Transcribe sin cambios el pasaje del fragmento sobre las violaciones a los derechos humanos que comienza en las palabras "La prensa nacional". Detente después de "por sus medios.".

[FRAGMENTO PARA LEER]:
==*==
Resulta evidente la participación institucional en las graves violaciones a los derechos humanos ocurridas a lo largo de los veinte años examinados. La misma Proclama de la Fuerza Armada, elaborada en octubre de 1979, reconoció que sus efectivos habían cometido múltiples abusos contra los derechos y libertades fundamentales de la población; y —en honor a la verdad, tal como lo revelan los datos proporcionados antes— se debe decir que durante los trece años siguientes su comportamiento empeoró.

 

La prensa nacional e internacional señaló, en múltiples ocasiones, la participación de efectivos militares en hechos de violencia. De igual forma, los archivos de las organizaciones civiles de derechos humanos nacionales e internacionales y de los organismos intergubernamentales especializados en la materia, están llenos de denuncias e investigaciones sobre violaciones imputadas a la Fuerza Armada, muchas de las cuales llegaron a manos de la Comisión de la Verdad que las corroboró por sus medios.

 

La cuestión no es, pues, si existieron esas violaciones; existieron. De lo que se trata es de que quede claro que no fueron actos puntuales y esporádicos ni mucho menos —como algunos se atreven a afirmar— hechos gloriosos que salvaron a la Patria. Por el contrario, fueron aciones ilegales realizadas sistemáticamente en todo el país, fundamentalmente en el marco del conflicto bélico.

 

No es la intención de esta investigación polemizar sobre este punto, sino dejar sentada la verdadera dimensión de las cosas para que nadie —confundido, quizás, por señales equivocadas, o mal intencionado— vuelva a repetir la tragedia. Baste por el momento afirmar que, en el caso salvadoreño, no se puede hablar de sucesos aislados, imputables única y exclusivamente a los subalternos del grado más inferior. La distribución en el espacio y el tiempo de las violaciones a los derechos humanos y las modalidades de su realización —que muchas instituciones nacionales e internacionales autorizadas han documentado y analizado— señala más allá de simples actuaciones desviadas y erráticas de algunos militares; apunta en realidad a un plan concertado y a conductas reiteradas.

 

Si se hubiesen documentado unos pocos casos aislados de ejecuciones extrajudiciales, desapariciones forzadas, torturas, detenciones arbitrarias e infracciones al derecho internacional humanitario sería impensable hablar de prácticas sistemáticas y de órdenes superiores para ejecutar tales hechos. Sin embargo, las modalidades similares y la magnitud de las violaciones así como su ejecución en todo lo ancho y largo del país, señalan más bien lo contrario: la existencia de verdaderas y graves prácticas sistemáticas de violación a los derechos humanos; la realización de sendos crímenes de guerra y de lesa humanidad.
==*==
[INFORMACIÓN PROPORCIONADA]:
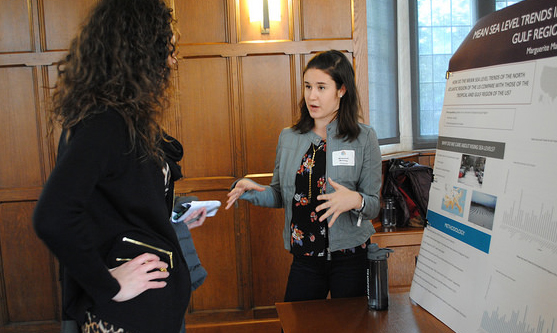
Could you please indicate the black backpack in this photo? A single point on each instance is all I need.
(408, 183)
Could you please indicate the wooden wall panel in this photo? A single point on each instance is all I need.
(216, 246)
(213, 15)
(204, 117)
(270, 261)
(15, 35)
(267, 107)
(20, 162)
(62, 20)
(326, 19)
(31, 294)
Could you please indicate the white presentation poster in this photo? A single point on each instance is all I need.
(488, 258)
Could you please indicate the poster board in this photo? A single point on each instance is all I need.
(488, 258)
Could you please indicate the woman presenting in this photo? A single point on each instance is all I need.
(327, 177)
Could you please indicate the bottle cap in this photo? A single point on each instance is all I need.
(374, 252)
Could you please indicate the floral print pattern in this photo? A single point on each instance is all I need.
(308, 235)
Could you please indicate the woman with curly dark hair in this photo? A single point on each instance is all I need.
(104, 210)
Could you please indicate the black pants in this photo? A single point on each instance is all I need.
(313, 278)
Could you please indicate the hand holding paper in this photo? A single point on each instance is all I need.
(211, 206)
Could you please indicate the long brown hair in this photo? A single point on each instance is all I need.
(119, 61)
(338, 67)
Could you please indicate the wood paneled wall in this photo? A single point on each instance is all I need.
(235, 90)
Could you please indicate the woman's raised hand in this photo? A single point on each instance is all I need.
(138, 275)
(338, 202)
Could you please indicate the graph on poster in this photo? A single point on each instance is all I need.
(517, 322)
(537, 223)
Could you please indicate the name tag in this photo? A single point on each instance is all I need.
(344, 158)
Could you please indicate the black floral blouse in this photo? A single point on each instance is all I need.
(308, 235)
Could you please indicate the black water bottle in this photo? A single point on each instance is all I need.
(378, 277)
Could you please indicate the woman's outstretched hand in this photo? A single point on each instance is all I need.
(338, 202)
(241, 186)
(138, 275)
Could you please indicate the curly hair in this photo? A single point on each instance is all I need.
(337, 66)
(119, 61)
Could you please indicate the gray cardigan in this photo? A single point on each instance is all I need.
(364, 176)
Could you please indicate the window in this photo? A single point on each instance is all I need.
(382, 69)
(438, 27)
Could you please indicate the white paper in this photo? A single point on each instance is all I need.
(212, 207)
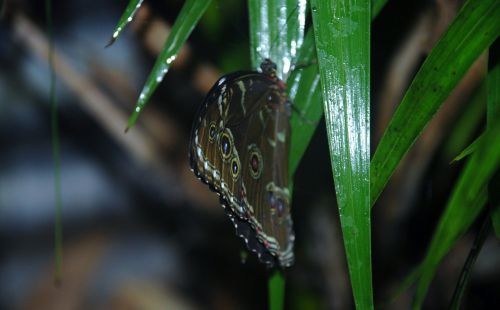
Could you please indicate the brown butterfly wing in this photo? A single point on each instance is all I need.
(239, 146)
(265, 174)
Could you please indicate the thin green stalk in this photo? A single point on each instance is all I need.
(56, 149)
(469, 263)
(276, 288)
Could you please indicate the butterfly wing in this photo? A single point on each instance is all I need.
(239, 146)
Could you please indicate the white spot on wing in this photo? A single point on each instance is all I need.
(243, 91)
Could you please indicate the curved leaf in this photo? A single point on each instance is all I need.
(473, 30)
(184, 24)
(127, 16)
(342, 32)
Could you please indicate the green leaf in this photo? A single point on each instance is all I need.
(493, 115)
(304, 92)
(127, 16)
(465, 127)
(475, 27)
(304, 88)
(469, 263)
(276, 32)
(342, 33)
(276, 291)
(184, 24)
(466, 202)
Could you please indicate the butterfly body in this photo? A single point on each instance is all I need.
(239, 147)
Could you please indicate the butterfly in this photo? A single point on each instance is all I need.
(239, 146)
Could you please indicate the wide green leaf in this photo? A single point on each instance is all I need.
(304, 91)
(342, 33)
(186, 21)
(475, 27)
(276, 32)
(466, 202)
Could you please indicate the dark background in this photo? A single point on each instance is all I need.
(140, 232)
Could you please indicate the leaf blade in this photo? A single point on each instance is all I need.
(344, 64)
(187, 19)
(474, 29)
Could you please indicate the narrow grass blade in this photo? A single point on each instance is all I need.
(276, 291)
(342, 33)
(466, 202)
(276, 32)
(377, 6)
(475, 27)
(465, 127)
(56, 149)
(469, 263)
(187, 19)
(493, 115)
(127, 16)
(305, 93)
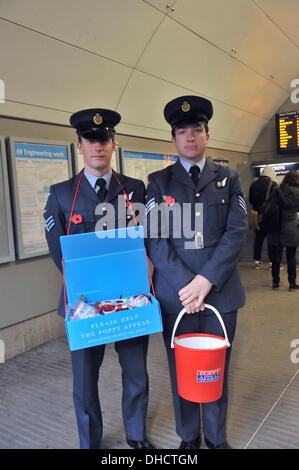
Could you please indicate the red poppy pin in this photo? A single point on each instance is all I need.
(169, 200)
(77, 219)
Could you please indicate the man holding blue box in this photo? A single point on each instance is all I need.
(203, 268)
(71, 209)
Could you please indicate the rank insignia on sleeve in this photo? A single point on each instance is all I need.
(242, 204)
(49, 223)
(149, 205)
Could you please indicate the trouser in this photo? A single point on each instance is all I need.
(276, 252)
(260, 236)
(291, 263)
(187, 413)
(86, 364)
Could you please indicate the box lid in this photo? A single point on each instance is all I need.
(105, 265)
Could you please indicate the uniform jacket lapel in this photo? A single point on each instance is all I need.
(208, 174)
(180, 174)
(86, 189)
(114, 187)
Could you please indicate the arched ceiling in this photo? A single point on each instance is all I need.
(133, 56)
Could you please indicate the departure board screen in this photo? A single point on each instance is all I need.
(287, 132)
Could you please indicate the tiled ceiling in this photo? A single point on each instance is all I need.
(134, 56)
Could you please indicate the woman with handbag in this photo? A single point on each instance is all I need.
(288, 236)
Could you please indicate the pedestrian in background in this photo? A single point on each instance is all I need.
(288, 236)
(259, 191)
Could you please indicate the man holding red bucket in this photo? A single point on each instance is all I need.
(203, 268)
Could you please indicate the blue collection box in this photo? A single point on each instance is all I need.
(108, 265)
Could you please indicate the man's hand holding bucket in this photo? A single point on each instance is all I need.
(193, 294)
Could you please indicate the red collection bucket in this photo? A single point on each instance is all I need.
(200, 362)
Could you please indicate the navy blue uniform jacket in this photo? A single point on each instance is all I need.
(224, 224)
(58, 210)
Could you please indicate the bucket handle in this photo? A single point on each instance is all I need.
(182, 312)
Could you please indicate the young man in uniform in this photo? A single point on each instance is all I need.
(206, 271)
(99, 183)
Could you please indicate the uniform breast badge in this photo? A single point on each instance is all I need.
(169, 200)
(221, 184)
(77, 219)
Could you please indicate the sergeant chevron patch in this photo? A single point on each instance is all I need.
(149, 205)
(49, 223)
(242, 204)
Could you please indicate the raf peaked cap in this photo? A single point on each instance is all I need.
(189, 109)
(95, 123)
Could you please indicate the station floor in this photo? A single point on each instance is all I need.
(36, 408)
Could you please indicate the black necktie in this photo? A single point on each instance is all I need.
(101, 182)
(194, 170)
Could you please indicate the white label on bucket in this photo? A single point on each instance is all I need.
(208, 375)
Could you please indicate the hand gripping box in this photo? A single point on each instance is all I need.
(107, 265)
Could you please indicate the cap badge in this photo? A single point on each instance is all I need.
(186, 107)
(97, 119)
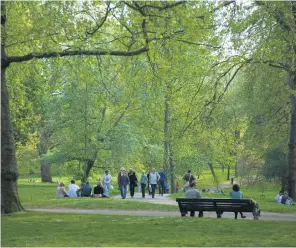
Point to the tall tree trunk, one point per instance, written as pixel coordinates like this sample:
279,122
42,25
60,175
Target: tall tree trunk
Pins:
213,173
292,140
166,136
45,168
9,174
172,169
89,165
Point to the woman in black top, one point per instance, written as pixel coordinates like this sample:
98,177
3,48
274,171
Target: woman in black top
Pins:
133,182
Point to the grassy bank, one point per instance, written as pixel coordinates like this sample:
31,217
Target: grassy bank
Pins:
50,229
266,202
43,195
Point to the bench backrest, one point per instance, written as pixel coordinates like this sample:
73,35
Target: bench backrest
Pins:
212,204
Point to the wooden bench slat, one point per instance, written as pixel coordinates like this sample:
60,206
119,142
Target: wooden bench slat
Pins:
218,205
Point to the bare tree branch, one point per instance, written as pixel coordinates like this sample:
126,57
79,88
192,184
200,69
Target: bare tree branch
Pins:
18,59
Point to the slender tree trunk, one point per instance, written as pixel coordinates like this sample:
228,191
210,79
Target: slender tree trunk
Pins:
45,168
213,173
166,137
172,169
89,165
9,174
292,141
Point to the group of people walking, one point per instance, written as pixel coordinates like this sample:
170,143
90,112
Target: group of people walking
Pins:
101,190
84,191
124,180
149,180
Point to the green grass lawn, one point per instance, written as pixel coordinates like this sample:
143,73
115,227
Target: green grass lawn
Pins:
43,196
50,229
267,204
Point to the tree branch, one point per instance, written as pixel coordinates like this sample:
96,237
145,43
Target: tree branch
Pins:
18,59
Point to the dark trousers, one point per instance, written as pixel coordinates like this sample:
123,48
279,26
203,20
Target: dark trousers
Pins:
132,188
235,214
153,189
161,187
143,187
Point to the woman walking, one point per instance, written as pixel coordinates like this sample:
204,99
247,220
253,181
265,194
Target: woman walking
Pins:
153,179
123,182
143,182
133,182
236,194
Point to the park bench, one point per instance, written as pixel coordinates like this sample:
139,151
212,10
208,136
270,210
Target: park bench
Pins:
218,205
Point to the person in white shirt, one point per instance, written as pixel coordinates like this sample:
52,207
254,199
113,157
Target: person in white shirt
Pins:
61,192
278,198
107,182
72,189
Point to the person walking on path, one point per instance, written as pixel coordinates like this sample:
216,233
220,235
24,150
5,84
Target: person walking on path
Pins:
162,179
123,182
192,192
107,182
133,182
143,182
236,194
153,178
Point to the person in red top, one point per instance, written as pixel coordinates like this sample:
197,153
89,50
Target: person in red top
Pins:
177,187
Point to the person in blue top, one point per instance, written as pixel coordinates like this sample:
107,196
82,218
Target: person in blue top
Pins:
236,194
162,179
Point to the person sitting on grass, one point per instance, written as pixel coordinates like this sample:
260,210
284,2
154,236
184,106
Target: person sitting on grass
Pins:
99,191
73,189
286,199
236,194
61,192
86,190
278,198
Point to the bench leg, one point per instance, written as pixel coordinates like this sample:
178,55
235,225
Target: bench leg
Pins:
219,214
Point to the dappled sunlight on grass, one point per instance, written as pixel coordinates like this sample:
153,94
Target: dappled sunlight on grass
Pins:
50,229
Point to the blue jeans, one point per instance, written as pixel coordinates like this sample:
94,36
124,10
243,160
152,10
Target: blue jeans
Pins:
106,187
123,190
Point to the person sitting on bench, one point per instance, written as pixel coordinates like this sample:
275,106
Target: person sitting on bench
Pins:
236,194
99,191
192,192
86,190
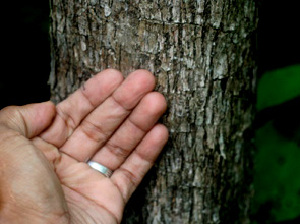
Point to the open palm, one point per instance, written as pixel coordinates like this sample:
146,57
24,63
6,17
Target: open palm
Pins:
44,151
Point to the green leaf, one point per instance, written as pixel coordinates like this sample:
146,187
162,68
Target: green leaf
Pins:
276,178
277,86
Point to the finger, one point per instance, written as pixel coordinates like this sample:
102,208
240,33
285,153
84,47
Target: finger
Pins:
127,137
29,120
132,171
71,111
95,130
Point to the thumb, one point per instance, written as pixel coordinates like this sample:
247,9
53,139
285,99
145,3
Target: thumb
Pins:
29,120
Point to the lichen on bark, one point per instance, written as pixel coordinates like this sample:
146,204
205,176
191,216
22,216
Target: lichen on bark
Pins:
203,56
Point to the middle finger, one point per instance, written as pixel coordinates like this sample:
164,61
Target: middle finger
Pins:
95,130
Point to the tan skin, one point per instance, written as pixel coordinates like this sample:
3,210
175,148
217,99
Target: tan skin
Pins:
44,148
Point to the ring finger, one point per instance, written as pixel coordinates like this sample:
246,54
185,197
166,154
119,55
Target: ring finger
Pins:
132,131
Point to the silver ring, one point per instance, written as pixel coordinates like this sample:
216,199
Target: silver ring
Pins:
102,169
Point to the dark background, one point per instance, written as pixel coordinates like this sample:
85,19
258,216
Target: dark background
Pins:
25,66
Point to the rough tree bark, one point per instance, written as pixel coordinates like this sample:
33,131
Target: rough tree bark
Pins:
202,53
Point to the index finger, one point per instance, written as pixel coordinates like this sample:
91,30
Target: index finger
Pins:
77,106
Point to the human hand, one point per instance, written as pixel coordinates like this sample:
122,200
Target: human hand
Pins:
44,149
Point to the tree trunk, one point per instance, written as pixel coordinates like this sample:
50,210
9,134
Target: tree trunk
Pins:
202,53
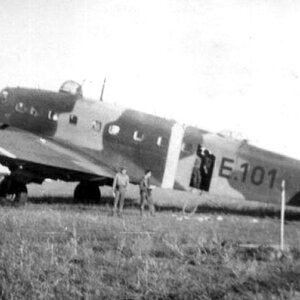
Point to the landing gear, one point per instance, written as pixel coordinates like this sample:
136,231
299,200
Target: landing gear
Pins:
13,191
87,192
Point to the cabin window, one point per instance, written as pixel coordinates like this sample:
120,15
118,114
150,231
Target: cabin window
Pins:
73,119
4,96
52,115
33,111
187,147
96,125
162,142
113,129
138,136
21,107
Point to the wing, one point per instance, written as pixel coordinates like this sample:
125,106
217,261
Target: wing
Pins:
29,155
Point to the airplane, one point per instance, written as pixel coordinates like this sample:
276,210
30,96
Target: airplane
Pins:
64,136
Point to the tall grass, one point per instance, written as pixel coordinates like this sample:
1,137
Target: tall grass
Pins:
82,253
==*==
[RESPUESTA AL EJERCICIO]:
La prensa nacional e internacional señaló, en múltiples ocasiones, la participación de efectivos militares en hechos de violencia. De igual forma, los archivos de las organizaciones civiles de derechos humanos nacionales e internacionales y de los organismos intergubernamentales especializados en la materia, están llenos de denuncias e investigaciones sobre violaciones imputadas a la Fuerza Armada, muchas de las cuales llegaron a manos de la Comisión de la Verdad que las corroboró por sus medios.